_RECORDS PROVIDED:_

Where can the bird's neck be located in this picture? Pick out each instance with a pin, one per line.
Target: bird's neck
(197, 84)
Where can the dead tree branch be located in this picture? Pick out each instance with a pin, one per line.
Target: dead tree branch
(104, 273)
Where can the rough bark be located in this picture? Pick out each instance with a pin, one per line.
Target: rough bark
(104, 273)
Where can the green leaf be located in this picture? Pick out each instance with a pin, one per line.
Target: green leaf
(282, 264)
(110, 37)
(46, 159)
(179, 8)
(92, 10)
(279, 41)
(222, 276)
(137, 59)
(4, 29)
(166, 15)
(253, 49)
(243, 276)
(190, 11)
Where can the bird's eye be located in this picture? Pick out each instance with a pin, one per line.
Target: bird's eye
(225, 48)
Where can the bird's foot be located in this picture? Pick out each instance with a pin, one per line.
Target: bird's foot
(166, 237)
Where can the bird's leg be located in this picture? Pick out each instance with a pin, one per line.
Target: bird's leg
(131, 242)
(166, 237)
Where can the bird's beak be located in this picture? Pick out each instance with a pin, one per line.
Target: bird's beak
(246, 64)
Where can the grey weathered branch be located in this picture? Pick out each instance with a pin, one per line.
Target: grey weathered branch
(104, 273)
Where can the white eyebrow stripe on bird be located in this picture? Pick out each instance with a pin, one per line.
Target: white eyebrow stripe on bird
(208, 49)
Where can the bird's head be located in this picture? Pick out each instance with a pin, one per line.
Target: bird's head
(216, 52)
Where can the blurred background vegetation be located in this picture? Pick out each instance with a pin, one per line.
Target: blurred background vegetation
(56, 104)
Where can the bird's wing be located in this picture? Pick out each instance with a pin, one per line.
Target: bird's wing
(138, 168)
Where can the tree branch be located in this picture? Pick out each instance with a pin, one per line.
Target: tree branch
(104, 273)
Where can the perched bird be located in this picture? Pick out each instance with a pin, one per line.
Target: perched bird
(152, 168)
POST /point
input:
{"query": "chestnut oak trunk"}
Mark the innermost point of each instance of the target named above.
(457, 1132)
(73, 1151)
--
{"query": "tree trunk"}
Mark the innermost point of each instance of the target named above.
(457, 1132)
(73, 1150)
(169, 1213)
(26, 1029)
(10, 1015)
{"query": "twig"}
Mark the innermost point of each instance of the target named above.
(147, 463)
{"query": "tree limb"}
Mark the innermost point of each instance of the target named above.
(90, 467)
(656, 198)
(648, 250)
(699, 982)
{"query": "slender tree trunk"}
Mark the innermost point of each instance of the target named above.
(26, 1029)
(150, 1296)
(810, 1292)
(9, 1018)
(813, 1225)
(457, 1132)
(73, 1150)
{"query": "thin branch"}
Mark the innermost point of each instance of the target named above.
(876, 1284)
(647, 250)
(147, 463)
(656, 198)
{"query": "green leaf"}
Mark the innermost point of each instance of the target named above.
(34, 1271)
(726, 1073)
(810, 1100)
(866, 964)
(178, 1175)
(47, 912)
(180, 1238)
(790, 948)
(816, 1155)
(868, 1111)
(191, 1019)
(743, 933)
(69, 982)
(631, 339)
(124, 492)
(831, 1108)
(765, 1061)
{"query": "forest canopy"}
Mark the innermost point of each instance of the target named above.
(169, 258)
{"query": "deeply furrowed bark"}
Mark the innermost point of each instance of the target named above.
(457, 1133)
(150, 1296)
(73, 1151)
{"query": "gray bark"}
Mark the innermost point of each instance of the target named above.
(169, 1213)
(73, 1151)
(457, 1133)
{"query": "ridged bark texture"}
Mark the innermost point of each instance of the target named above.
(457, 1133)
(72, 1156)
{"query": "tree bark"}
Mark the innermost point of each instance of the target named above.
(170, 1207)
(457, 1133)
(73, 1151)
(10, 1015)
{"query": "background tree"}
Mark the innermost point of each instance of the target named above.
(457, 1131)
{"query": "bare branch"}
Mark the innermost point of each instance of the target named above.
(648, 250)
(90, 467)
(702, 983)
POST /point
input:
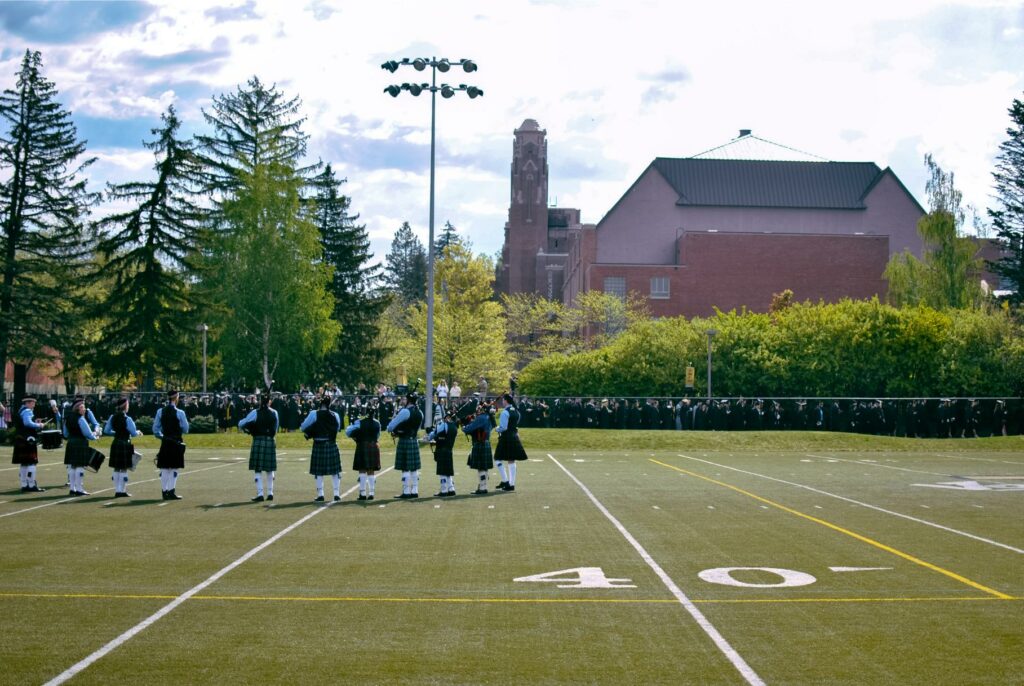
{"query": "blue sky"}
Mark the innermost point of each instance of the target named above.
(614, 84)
...
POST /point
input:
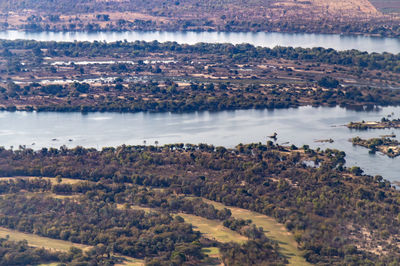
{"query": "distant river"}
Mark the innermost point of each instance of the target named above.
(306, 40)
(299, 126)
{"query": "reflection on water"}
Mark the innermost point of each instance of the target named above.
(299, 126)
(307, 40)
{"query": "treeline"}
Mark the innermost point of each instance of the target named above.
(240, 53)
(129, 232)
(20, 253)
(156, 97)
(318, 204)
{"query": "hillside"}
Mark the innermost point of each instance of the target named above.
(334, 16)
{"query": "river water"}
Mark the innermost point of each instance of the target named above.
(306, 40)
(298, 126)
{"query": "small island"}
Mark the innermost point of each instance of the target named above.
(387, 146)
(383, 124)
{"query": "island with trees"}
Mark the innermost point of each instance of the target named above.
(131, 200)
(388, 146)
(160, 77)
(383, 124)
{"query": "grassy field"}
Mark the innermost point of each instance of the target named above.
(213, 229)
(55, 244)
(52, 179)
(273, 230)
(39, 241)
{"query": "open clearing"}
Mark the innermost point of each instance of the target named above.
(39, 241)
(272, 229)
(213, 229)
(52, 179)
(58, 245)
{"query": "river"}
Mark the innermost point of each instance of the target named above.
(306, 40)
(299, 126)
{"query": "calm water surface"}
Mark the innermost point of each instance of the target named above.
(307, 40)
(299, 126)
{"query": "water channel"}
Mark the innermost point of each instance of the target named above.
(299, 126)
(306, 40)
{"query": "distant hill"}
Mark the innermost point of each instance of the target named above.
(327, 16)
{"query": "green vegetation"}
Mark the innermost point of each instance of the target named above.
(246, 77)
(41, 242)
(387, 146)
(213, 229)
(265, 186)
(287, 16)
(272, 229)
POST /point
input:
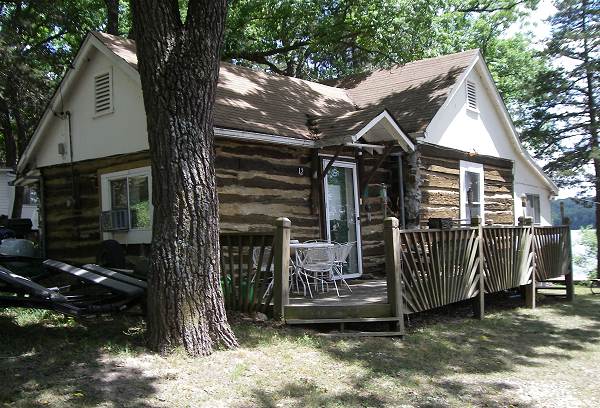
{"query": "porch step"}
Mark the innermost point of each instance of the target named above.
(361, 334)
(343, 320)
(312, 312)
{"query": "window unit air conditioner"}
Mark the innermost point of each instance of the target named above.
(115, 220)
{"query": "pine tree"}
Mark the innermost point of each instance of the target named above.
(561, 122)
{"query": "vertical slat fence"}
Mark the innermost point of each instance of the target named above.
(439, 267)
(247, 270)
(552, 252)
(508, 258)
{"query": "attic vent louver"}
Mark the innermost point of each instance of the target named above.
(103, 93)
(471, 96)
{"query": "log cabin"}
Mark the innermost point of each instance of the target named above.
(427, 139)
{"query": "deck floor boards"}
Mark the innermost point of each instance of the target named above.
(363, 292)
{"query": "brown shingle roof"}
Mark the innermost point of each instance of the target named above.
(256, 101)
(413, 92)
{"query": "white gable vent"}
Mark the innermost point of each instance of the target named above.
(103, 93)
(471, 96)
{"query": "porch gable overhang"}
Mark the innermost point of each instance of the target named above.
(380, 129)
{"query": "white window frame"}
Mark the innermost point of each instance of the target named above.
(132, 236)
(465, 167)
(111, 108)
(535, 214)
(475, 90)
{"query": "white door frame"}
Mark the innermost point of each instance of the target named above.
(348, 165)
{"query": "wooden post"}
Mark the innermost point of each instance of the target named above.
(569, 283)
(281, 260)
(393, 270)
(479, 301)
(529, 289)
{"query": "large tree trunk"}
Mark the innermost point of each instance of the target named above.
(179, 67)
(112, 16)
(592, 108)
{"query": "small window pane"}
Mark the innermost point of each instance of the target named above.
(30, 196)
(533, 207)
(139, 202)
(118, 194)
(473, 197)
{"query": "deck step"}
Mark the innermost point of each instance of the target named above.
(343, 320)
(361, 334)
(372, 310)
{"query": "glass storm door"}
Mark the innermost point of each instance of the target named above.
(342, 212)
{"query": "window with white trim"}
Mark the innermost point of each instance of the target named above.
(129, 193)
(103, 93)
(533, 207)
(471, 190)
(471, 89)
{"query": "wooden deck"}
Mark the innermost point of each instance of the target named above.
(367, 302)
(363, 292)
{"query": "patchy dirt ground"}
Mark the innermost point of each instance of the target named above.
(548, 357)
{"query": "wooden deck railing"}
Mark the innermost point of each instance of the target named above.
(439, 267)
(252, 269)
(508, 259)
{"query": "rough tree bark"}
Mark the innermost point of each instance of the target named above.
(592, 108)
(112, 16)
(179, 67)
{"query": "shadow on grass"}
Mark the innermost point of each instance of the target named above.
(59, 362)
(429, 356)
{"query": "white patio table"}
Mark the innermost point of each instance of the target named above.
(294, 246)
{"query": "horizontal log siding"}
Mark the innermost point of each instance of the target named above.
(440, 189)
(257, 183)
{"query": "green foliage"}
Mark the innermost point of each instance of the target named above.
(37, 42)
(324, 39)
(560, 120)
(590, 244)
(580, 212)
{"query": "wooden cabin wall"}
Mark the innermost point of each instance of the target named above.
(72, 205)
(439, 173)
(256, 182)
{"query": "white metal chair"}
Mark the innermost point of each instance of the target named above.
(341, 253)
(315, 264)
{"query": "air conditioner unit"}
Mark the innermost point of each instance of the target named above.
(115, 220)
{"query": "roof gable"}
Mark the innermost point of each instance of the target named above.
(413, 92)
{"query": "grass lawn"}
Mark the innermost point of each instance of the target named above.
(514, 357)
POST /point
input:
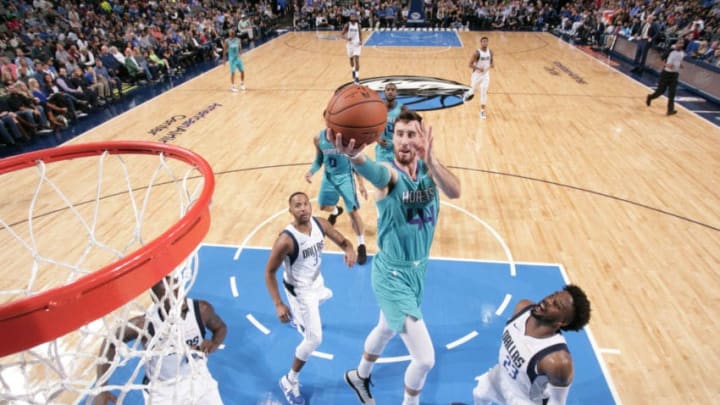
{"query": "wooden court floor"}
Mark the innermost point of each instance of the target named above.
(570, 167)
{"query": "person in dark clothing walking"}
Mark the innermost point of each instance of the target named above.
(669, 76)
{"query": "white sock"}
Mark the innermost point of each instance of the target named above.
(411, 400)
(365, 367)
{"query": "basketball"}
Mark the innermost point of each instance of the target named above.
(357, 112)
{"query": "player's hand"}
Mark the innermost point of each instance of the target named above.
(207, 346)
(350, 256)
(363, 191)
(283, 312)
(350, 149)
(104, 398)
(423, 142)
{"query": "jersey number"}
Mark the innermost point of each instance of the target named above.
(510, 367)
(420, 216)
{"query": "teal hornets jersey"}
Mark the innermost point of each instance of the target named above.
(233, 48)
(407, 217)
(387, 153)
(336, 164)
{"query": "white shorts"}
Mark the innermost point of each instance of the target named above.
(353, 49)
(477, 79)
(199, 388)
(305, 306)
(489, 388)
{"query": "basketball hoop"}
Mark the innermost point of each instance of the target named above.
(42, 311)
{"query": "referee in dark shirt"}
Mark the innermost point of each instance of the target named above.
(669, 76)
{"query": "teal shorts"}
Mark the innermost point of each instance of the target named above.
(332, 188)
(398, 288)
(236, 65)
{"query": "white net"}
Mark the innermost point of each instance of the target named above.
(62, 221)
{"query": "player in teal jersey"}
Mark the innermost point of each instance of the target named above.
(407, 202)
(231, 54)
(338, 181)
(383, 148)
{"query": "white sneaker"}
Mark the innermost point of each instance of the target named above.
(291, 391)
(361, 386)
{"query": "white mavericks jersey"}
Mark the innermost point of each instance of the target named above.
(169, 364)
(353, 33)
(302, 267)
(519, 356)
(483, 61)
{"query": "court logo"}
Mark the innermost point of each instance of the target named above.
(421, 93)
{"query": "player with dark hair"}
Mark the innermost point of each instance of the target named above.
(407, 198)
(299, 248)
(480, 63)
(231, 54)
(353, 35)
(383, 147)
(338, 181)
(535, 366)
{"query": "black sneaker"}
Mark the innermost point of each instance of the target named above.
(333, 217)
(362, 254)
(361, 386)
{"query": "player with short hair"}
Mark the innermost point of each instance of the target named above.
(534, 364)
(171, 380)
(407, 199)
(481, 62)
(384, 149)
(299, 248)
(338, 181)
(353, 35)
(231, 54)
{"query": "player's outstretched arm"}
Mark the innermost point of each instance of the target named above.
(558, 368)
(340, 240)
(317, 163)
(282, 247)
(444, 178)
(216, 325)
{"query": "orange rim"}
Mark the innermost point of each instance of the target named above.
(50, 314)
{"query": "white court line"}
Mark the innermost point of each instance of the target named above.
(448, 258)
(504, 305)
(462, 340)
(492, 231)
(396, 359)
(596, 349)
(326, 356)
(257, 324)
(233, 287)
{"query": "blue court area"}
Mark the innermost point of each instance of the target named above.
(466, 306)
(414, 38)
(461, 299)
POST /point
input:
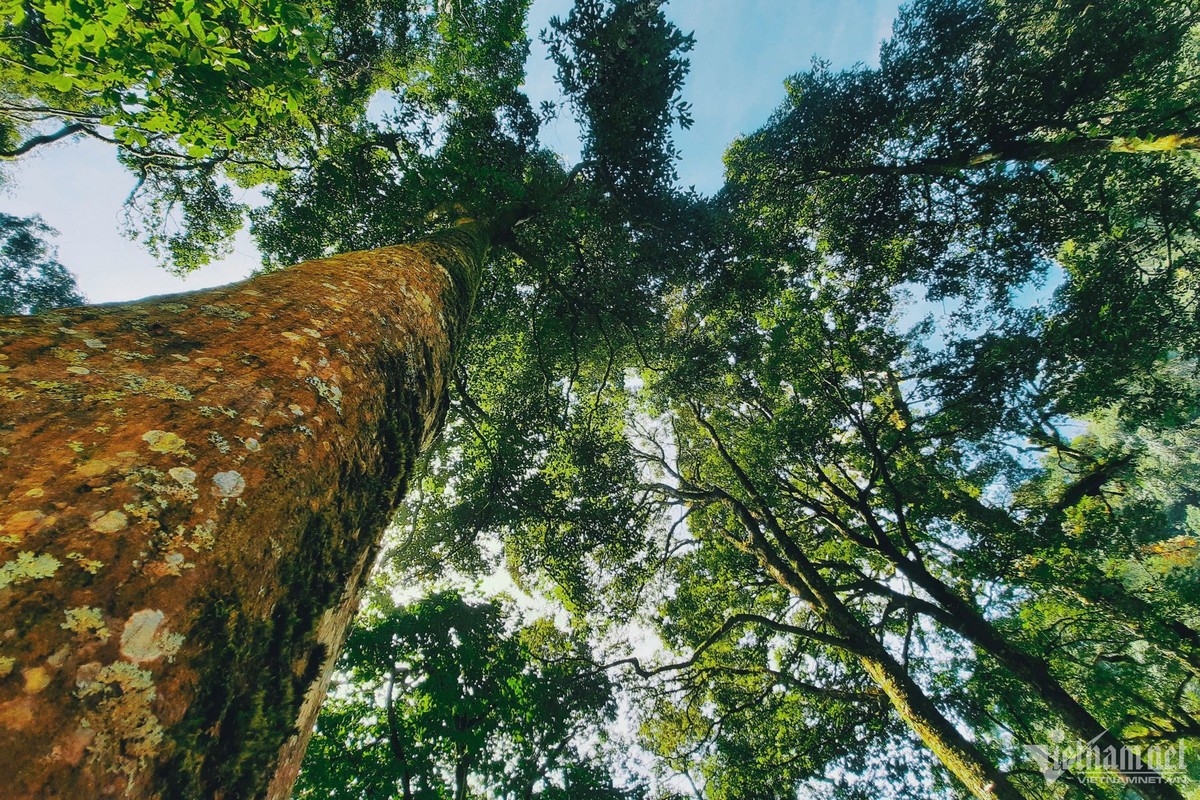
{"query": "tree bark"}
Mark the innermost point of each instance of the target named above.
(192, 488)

_WHAT TO WORK ON:_ The lines above that include "vent" should each be listed.

_PROBLEM SOLUTION:_
{"query": "attic vent louver"}
{"query": "white gable vent"}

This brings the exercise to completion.